─── STUDY MATERIAL ───

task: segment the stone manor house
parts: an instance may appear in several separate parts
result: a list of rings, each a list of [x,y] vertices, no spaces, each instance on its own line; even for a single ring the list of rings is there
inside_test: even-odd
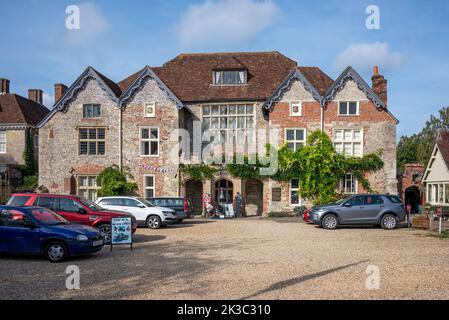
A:
[[[297,180],[236,179],[222,171],[208,181],[186,181],[177,174],[179,159],[170,160],[170,152],[178,142],[170,134],[193,133],[200,121],[224,144],[239,133],[278,127],[280,144],[292,149],[316,129],[347,156],[382,149],[385,167],[368,178],[377,192],[397,194],[398,120],[377,68],[370,86],[351,67],[334,81],[279,52],[180,54],[119,82],[88,67],[69,88],[57,84],[55,98],[38,125],[39,185],[49,192],[95,199],[96,176],[116,164],[130,168],[140,196],[187,196],[199,212],[203,195],[216,199],[219,190],[229,204],[240,192],[248,215],[303,203]],[[336,187],[364,192],[350,172]]]

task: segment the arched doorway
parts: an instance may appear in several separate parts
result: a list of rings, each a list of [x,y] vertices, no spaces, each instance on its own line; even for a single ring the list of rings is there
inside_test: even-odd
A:
[[[186,182],[186,198],[192,202],[195,215],[203,213],[203,183],[196,180]]]
[[[222,179],[215,182],[215,203],[223,206],[228,210],[229,214],[234,214],[233,200],[234,200],[234,185],[231,181]]]
[[[261,216],[263,214],[263,183],[260,180],[248,180],[245,183],[246,216]]]
[[[405,205],[411,205],[412,213],[419,213],[419,206],[421,203],[421,191],[417,186],[412,186],[405,189],[404,195]]]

───

WORK INSTRUCTIONS: The output is the lines from the start of the data above through the line containing "task: segment the arched doorway", unchanged, with any picture left out.

ANSWER BELOW:
task: segment the stone manor house
parts: an instance may appear in several separate parts
result: a list of rings, each a list of [x,y] vertices, no spaces, each instance on its own line; even for a single ring the list of rings is there
inside_test: even-odd
A:
[[[297,180],[236,179],[222,171],[208,181],[186,181],[177,174],[179,159],[170,160],[170,152],[178,142],[170,134],[193,133],[200,121],[224,144],[239,133],[278,127],[280,144],[292,149],[316,129],[347,156],[382,149],[385,167],[368,178],[377,192],[397,194],[398,120],[377,68],[370,86],[351,67],[334,81],[279,52],[180,54],[119,82],[88,67],[69,88],[57,84],[55,98],[38,125],[39,185],[49,192],[95,199],[96,176],[116,164],[130,168],[140,196],[187,196],[199,212],[203,195],[216,199],[219,190],[229,204],[240,192],[248,215],[303,203]],[[336,187],[364,192],[350,172]]]

task: segment the arched doorway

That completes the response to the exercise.